_Records for the task_.
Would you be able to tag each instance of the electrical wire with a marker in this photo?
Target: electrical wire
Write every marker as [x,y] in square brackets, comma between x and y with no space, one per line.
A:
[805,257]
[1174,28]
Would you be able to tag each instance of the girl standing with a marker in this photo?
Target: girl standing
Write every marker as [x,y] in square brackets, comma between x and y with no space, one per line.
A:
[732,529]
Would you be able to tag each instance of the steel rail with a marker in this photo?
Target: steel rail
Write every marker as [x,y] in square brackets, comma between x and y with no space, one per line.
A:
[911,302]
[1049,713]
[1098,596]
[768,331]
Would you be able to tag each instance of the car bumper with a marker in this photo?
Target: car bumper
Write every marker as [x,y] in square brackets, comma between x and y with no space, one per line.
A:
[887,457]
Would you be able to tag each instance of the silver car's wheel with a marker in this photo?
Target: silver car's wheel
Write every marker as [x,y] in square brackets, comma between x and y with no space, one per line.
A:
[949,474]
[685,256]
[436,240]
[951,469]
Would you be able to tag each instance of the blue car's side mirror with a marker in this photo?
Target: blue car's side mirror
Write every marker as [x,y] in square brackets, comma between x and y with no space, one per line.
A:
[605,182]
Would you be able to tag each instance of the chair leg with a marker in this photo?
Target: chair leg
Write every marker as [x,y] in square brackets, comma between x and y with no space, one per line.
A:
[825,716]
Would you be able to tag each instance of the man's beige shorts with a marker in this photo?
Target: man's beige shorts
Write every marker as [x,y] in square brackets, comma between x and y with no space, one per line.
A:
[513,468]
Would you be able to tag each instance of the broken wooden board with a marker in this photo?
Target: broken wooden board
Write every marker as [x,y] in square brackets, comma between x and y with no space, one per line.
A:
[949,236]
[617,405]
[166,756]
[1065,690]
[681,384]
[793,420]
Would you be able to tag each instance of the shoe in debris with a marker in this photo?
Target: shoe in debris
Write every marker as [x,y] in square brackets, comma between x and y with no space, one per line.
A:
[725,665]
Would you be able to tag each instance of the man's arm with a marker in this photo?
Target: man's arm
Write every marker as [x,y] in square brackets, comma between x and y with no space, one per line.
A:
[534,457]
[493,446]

_Your objective_. Copy the entries above exactly, leaving none out.

_Solution_.
Would you be able to tag each instance of the electrical wire with a marker in this photo?
Target: electrical wire
Write every marker as [x,y] in square brackets, comma between x and y with no space, one per line.
A:
[805,257]
[1174,28]
Would you be able to tag each instance of the girl standing with a marker in this photo?
Target: girl standing
Write every marker as [x,y] in square brackets, comma between x and y with no space, one per line.
A:
[732,529]
Would you be able to tag each instance of the steel rail with a marker in this photo?
Target: steel rail
Write every marker as [x,y] in square brackets, comma between x and y with no space, one per line.
A:
[911,302]
[1049,713]
[1098,596]
[768,331]
Would you be able to tag each instance of the car bumper with a marker in this photo?
Target: car bumper
Write every marker as [x,y] in square brackets, comma between x and y with no space, one per line.
A:
[887,457]
Would you be able to tag each instance of the silver car's wheel with a marker in this photo?
Target: silver car's wheel
Write every marker as [x,y] in square brackets, comma between x and y with no space, one per line.
A:
[949,474]
[685,256]
[436,240]
[951,469]
Would you be able to tag each instance of the blue car's side mirror with a marker in this photo?
Target: blue car's side mirror
Write every marker as [x,y] in square brackets, comma between x and y with no space, one per line.
A:
[605,182]
Would you be able to tag each instance of the chair leg with a marker in this photo?
Target: chair leg
Write every marker as [x,y] in square brackets, comma between x and y with no space, one per line.
A:
[825,716]
Would you be able to tag each instance of the man's beige shorts with a marker in this photo?
Target: man's beige shorts
Write every marker as [x,y] in square brackets, comma between x and y with no space, one per line.
A:
[513,468]
Would you be able to tag each instance of the broken wooden board with a marker in this photo?
Target: broken wooden board
Write every marker as [x,y] in square brackets, comma between x and y with no space, one per line.
A:
[949,236]
[617,405]
[166,756]
[1065,690]
[681,384]
[793,420]
Would you be able to tag each instance of the shoe in debris with a marker in this photo?
Target: shoe in debris
Write every marker as [x,y] in square brackets, comma between x and y with no space, one per line.
A:
[725,665]
Would you be able to tag each instance of the man's arm with a marker in this photo?
Target: man's arm
Write every marker as [x,y] in square brackets, comma between x and y with no space, one per line.
A:
[534,457]
[493,446]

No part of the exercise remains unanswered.